## EXERCISE MATERIAL
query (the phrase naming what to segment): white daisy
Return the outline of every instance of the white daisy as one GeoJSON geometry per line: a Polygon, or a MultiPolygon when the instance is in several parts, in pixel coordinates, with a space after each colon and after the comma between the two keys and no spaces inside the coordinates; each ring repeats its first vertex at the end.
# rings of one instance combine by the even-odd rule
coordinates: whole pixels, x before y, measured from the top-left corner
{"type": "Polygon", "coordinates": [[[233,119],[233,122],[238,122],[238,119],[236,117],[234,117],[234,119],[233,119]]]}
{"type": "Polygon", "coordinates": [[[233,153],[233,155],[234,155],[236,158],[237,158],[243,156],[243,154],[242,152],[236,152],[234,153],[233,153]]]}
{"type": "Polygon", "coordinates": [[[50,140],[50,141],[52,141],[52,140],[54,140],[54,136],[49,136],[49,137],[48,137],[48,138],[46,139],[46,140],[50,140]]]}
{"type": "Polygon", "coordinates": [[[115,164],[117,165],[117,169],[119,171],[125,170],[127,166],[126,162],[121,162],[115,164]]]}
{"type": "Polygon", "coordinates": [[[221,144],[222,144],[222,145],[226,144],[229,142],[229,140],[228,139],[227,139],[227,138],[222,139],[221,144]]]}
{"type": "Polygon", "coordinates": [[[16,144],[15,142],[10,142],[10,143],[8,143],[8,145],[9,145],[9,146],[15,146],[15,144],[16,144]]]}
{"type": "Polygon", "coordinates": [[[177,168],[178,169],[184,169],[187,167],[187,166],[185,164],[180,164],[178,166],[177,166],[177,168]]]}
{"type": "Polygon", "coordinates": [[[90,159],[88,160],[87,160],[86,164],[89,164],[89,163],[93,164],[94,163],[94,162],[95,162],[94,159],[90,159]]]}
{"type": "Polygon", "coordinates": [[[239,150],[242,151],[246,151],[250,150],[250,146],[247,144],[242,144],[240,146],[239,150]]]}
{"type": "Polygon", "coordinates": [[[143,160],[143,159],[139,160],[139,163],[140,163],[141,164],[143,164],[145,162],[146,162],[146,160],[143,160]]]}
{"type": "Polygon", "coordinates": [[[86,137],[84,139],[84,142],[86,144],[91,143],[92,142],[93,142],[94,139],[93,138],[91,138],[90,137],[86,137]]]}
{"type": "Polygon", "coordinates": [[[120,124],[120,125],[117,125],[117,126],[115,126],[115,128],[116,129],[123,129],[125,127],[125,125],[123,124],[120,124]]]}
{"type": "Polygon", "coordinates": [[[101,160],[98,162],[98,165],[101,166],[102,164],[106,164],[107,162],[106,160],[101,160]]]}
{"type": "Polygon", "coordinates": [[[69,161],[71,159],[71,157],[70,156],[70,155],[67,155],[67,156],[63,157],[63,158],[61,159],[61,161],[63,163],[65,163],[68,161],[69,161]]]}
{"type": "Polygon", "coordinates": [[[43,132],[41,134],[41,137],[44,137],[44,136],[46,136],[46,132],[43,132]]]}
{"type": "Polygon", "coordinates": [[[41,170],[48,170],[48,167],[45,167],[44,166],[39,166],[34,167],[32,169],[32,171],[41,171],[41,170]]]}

## EXERCISE
Please quote, word for word, everything from the start of the records above down to and including the line containing "Return the outline".

## THE COMPLETED TASK
query (the phrase naming what to segment): white daisy
Return the outline of every instance of the white daisy as one GeoJSON geometry per line: a Polygon, or a MultiPolygon when the instance is in several parts, in pixel coordinates, with a space after each colon and after the comma between the two keys and no spaces inside the coordinates; each ring repeats its first vertex at the end.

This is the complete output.